In the end, Boromir realizes he is in the wrong. The damage is done, however. The Fellowship is broken. He has put his friends and comrades in danger. Finally, he dies as he seeks to save them. I can’t help but see how this applies to living in a pandemic. We want to protect very important parts of our society and our culture. But if we fail to address the danger in front of us, we may find ourselves paying a massive price.
Beyond the virus, my country is dealing with another colossal challenge: systemic racism. We are trying to grapple with the reality that vulnerable people are hurt, taken advantage of, and even killed just because they live in our society. There are foul people in positions of power that hate them for the color of their skin, or the letters in their chromosomes, or who they happen to be attracted to. As Theoden says, “What can men do against such reckless hate?” The solution that Aragorn offers is to “ride out and meet them.” We must not cower. We must not hide. We must face bigotry, racism, sexism, and hatred head-on. We must challenge the powerful who would hurt our fellows.
So what can we do?
As with Frodo, I wish none of this had happened. Gandalf answers with words of wisdom: “So do all who live to see such times, but that is not for them to decide. All we have to decide is what to do with the time that is given to us.” So, we have a choice before us. We can’t rewind the clock. We can’t prevent the virus. We can’t prevent racism and hatred. We’re here. We’re in the thick of it. What shall we do?

▶ Problems to solve
1: In one to three sentences, explain how the essay on The Lord of the Rings links Boromir's story to living in a pandemic.
2: Retype the part of the essay on The Lord of the Rings that opens with the words containing "So what can" and closes with "shall we do?".
3: Continue the essay on The Lord of the Rings from the point where it stops.
The listing that comes next has no connection to the essay on The Lord of the Rings.

▶ Data for analysis
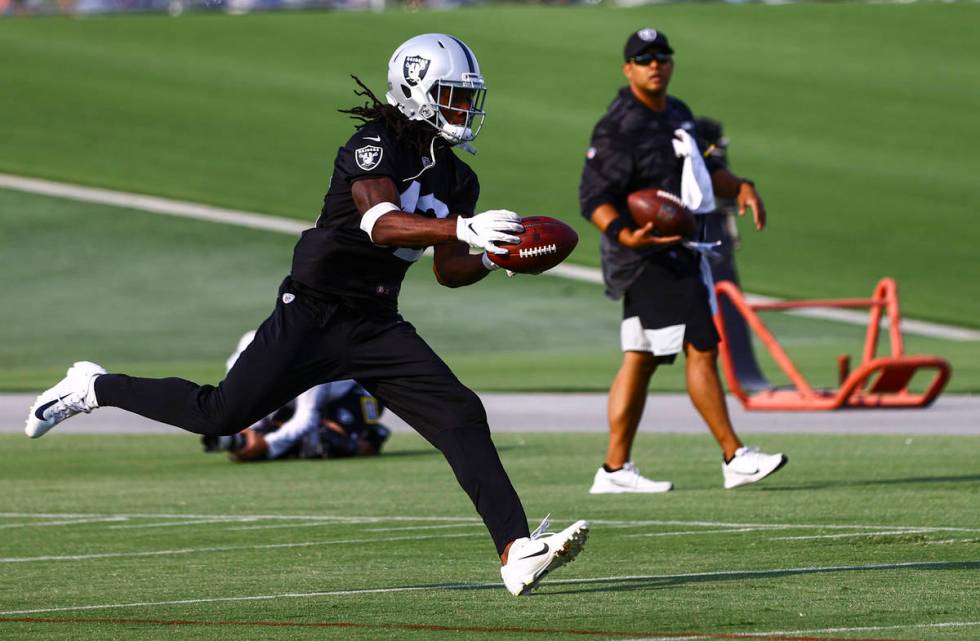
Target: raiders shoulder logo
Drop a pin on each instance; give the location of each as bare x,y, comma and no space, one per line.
368,157
415,68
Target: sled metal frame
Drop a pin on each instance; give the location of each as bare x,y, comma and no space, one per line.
877,382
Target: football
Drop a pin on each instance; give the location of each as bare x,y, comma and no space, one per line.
544,243
665,210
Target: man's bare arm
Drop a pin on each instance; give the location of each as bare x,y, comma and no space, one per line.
605,215
728,185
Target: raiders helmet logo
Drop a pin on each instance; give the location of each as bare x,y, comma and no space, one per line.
647,35
415,68
368,157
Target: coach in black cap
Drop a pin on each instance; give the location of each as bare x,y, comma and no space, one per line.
648,140
646,40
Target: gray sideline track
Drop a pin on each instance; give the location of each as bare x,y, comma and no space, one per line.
586,412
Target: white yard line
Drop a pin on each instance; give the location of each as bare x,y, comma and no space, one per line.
110,519
849,535
224,548
463,520
496,585
699,532
230,519
279,224
422,527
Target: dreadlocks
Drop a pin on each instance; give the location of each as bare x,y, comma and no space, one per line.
415,133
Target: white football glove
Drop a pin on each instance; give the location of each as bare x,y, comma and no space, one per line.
483,230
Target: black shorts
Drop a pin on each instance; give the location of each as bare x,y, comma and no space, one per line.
668,305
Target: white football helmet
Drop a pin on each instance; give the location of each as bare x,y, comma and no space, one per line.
433,76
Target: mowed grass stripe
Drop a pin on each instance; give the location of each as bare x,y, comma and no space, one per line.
253,220
651,636
747,574
463,522
816,98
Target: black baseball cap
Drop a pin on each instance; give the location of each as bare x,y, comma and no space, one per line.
646,39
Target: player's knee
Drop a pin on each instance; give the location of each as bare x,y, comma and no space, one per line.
643,363
225,424
466,409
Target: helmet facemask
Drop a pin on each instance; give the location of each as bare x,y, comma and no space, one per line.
457,109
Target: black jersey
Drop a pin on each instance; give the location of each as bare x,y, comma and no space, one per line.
337,257
631,149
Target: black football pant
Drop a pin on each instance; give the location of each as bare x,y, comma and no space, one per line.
315,339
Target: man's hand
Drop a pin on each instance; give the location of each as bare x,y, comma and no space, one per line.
643,237
749,197
483,230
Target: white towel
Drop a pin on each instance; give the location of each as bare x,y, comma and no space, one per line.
696,190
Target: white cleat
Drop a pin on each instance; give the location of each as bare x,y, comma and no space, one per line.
750,465
75,393
627,479
530,559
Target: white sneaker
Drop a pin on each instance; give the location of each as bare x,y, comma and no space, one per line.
627,479
75,393
750,465
530,559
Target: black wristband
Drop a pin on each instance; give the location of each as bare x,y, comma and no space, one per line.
613,229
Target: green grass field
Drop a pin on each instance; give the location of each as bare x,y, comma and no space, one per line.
137,292
858,538
855,135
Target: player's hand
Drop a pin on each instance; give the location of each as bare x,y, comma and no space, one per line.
643,237
749,197
484,230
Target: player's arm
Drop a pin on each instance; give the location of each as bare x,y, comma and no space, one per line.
728,185
386,224
608,221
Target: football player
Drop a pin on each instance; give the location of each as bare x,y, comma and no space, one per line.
397,188
330,420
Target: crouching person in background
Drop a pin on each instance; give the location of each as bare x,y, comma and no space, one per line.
332,420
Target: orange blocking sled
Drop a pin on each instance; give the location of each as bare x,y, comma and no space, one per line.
876,382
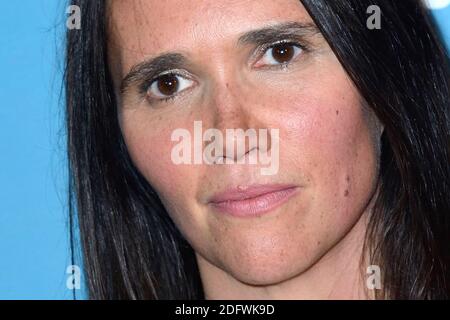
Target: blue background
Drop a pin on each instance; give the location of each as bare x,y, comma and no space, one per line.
34,252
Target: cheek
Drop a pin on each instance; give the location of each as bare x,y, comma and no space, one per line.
330,145
149,145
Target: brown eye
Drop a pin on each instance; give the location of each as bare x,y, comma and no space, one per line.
168,85
281,54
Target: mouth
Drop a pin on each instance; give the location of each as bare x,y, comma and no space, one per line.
251,201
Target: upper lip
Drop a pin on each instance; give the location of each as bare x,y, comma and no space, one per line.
240,193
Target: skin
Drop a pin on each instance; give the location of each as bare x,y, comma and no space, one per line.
311,246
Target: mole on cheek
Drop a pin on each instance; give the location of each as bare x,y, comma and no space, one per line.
346,192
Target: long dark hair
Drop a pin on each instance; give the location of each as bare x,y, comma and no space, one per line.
132,249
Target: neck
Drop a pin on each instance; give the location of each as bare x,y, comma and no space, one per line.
337,275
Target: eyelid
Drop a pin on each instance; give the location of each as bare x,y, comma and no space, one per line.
177,72
147,85
258,53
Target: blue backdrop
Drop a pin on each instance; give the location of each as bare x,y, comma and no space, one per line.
34,252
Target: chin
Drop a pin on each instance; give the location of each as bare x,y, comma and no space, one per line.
260,269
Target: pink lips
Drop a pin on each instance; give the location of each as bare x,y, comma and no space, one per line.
253,200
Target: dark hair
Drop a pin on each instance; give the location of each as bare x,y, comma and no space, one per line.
132,249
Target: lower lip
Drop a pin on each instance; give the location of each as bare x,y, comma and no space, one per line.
255,206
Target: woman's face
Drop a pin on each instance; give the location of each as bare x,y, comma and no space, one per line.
328,142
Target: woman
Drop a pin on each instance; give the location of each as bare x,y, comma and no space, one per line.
358,206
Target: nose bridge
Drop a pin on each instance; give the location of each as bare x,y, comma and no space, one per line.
228,106
235,117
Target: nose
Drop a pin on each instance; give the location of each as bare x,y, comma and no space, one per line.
236,118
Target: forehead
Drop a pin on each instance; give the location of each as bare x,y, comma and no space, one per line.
149,27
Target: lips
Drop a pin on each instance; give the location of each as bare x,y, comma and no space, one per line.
250,201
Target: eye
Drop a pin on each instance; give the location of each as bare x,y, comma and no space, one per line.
280,54
168,86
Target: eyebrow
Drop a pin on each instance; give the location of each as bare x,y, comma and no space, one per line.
152,67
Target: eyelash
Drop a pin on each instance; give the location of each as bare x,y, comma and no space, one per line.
259,53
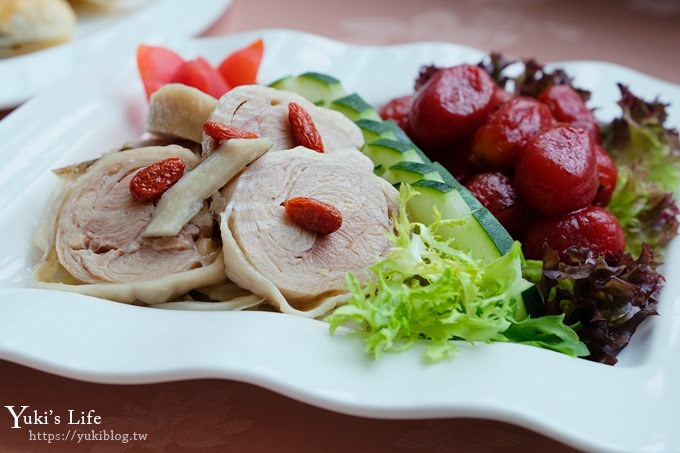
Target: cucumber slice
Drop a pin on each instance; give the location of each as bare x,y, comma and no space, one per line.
354,107
500,236
385,152
467,233
374,129
316,87
411,172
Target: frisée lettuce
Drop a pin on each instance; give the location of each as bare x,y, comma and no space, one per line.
426,290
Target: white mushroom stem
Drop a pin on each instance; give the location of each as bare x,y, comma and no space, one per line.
184,199
179,111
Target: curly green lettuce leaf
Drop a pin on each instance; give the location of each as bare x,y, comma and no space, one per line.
605,300
647,213
648,160
639,136
425,289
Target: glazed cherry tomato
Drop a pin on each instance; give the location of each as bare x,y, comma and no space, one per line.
557,172
592,227
498,142
606,175
498,194
567,106
157,66
500,96
200,74
240,68
450,106
397,110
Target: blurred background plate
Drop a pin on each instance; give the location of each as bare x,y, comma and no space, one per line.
24,76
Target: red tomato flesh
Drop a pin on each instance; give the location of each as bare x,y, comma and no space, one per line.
593,227
450,106
200,74
557,171
499,141
567,106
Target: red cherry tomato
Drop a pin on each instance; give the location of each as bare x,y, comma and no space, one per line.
592,227
498,142
557,172
157,66
200,74
500,96
607,173
451,105
240,68
498,194
397,110
567,106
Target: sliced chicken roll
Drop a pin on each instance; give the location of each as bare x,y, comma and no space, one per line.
264,110
98,234
296,270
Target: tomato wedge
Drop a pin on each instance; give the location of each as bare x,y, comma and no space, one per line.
240,68
157,66
200,74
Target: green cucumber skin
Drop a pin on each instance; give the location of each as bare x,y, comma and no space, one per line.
387,134
498,233
410,172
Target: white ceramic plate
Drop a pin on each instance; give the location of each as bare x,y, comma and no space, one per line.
630,407
23,76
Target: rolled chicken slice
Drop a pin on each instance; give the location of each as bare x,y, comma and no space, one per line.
296,270
98,235
264,110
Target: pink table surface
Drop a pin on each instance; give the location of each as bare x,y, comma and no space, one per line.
218,415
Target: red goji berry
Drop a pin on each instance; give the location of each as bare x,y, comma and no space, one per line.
149,183
304,130
220,131
313,215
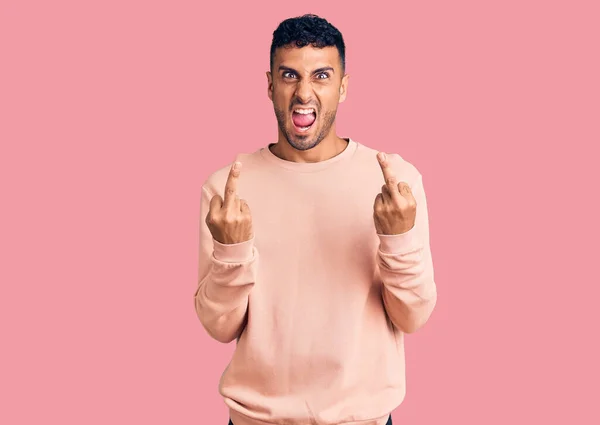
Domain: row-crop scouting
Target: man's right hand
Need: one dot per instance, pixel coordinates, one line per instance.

▶ Numbered responses
1: Boromir realizes he is wrong only after the damage is done: the Fellowship is broken and his friends are in danger. In the same way, we want to protect very important parts of our society and culture, but if we fail to address the danger in front of us, we may pay a massive price.

2:
So what can we do?
As with Frodo, I wish none of this had happened. Gandalf answers with words of wisdom: “So do all who live to see such times, but that is not for them to decide. All we have to decide is what to do with the time that is given to us.” So, we have a choice before us. We can’t rewind the clock. We can’t prevent the virus. We can’t prevent racism and hatred. We’re here. We’re in the thick of it. What shall we do?

3:
Well, there are no easy answers. But I think the key lessons are that we must fight to destroy the ring (or virus) with all of our strength. We must be prepared to make sacrifices to do so. We must fight against hatred and evil, without shame.
We must also recognize that you can never really go home. At the end of the films, Frodo returns home. But his wounds never heal, both literal and figurative. Some people will have long-lasting health effects from the virus. Others will die. But no matter what happens, none of us can go back. We can never return to 2019. The impact this year has had on us will linger for years, perhaps decades.
Finally, and most importantly, we must listen to Sam.
Samwise Gamgee: “I know. It’s all wrong. By rights we shouldn’t even be here. But we are. It’s like in the great stories, Mr. Frodo. The ones that really mattered. Full of darkness and danger, they were. And sometimes you didn’t want to know the end. Because how could the end be happy? How could the world go back to the way it was when so much bad had happened? But in the end, it’s only a passing thing, this shadow. Even darkness must pass. A new day will come. And when the sun shines it will shine out the clearer. Those were the stories that stayed with you. That meant something, even if you were too small to understand why. But I think, Mr. Frodo, I do understand. I know now. Folk in those stories had lots of chances of turning back, only they didn’t. They kept going. Because they were holding on to something.”
Frodo Baggins: “What are we holding onto, Sam?”
Samwise Gamgee: “That there’s some good in this world, Mr. Frodo… and it’s worth fighting for.”